◆ **VORLIEGENDER TEXT**
# # # #
Filme als Behälter voll Erinnerungen

Der neue Film von Radu Jude thematisiert auch aktuelle Geschehnisse

Regisseur Radu Jude mit dem Silbernen Bären in Berlin Foto: Gabriel Medrea

Bei den 75. Internationalen Filmfestpielen in Berlin hat Regisseur Radu Jude den Silbernen Bären für das beste Drehbuch gewonnen. Das neue Werk des rumänischen Ausnahme-Regisseurs, „Kontinental 25“, erzählt die Geschichte der Ungarin Orsolya aus Klausenburg/Cluj-Napoca, die in ihrer Funktion als Gerichtsvollzieherin den Kellerunterschlupf eines Obdachlosen räumen lässt, woraufhin sich dieser das Leben nimmt. Diese Tat stürzt die Frau in eine tiefe Krise. In der Folge unternimmt sie allerlei, um ihr schlechtes Gewissen zu beruhigen. Der Film kombiniert Drama und Komödie und beleuchtet scharf Themen wie Wohnungsknappheit, postsozialistische Wirtschaft und Nationalismus. Im Rahmen der Berlinale Filmfestspiele gab Radu Jude als frisch gebackener Gewinner des Silbernen Bären in der Kategorie Drehbuch der ADZ in einer exklusiven Gesprächsrunde Einblick in seine Arbeits- und Denkweise. Die Antworten auf die dort gestellten Fragen notierte Gabriel Medrea.

Der Blick auf Cluj in „Kontinental 25“ ist voller Kuriositäten aus dem Alltagsleben in Rumänien. Sind Sie ein Flaneur, ein Jäger und Sammler obskurer urbaner Details?

Die Idee des Flanierens ist seit Baudelaire und spätestens durch Walter Benjamin eine beliebte. Mir gefällt es, zu Fuß unterwegs zu sein, vor allem in meiner Heimatstadt Bukarest, in der die öffentlichen Verkehrsmittel eher schlecht als recht funktionieren. Ich laufe also viel und beobachte dabei. Städte sind in einem gewissen Sinne wie ein Spektakel, ein Film, ein Theaterstück oder ein Gemälde. Was Cluj anbelangt, kannte ich die Stadt nicht wirklich, bis ich vor zwei Jahren begann, dort an der Fakultät für Theater und Film zu unterrichten. Den Ort lernte ich in dieser Zeit buchstäblich Schritt für Schritt kennen. Als es dann darum ging, den Film dort zu drehen, begann ich, über die Spannungen in der Stadt nachzudenken, ihre Historie, die verrückte Entwicklung der Immobilienlandschaft. Es war der passende Hintergrund, um die Geschichte zu erzählen.
# # # #
◆ **ZU ERLEDIGEN**
**1)** Beantworte diese Fragen zum Artikel über Radu Jude:
(a) Welchen Preis hat Radu Jude bei den 75. Internationalen Filmfestspielen in Berlin gewonnen?
(b) Welchen Beruf hat Orsolya im Film „Kontinental 25“?
(c) Welche Stadt nennt Radu Jude seine Heimatstadt?
**2)** Schreib einen Abschnitt aus dem Artikel über Radu Jude Wort für Wort ab. Fang bei den Worten "Die Idee des" an und hör nach "Geschichte zu erzählen." auf.

◆ **AUSGANGSDATEN**
# # # #
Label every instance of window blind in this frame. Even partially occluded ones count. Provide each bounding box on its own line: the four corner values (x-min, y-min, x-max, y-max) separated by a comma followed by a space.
# # # #
◆ **VOLLSTÄNDIGE LÖSUNGEN**
**1)**
(a) Den Silbernen Bären für das beste Drehbuch.
(b) Sie ist Gerichtsvollzieherin.
(c) Bukarest.

**2)**
Die Idee des Flanierens ist seit Baudelaire und spätestens durch Walter Benjamin eine beliebte. Mir gefällt es, zu Fuß unterwegs zu sein, vor allem in meiner Heimatstadt Bukarest, in der die öffentlichen Verkehrsmittel eher schlecht als recht funktionieren. Ich laufe also viel und beobachte dabei. Städte sind in einem gewissen Sinne wie ein Spektakel, ein Film, ein Theaterstück oder ein Gemälde. Was Cluj anbelangt, kannte ich die Stadt nicht wirklich, bis ich vor zwei Jahren begann, dort an der Fakultät für Theater und Film zu unterrichten. Den Ort lernte ich in dieser Zeit buchstäblich Schritt für Schritt kennen. Als es dann darum ging, den Film dort zu drehen, begann ich, über die Spannungen in der Stadt nachzudenken, ihre Historie, die verrückte Entwicklung der Immobilienlandschaft. Es war der passende Hintergrund, um die Geschichte zu erzählen.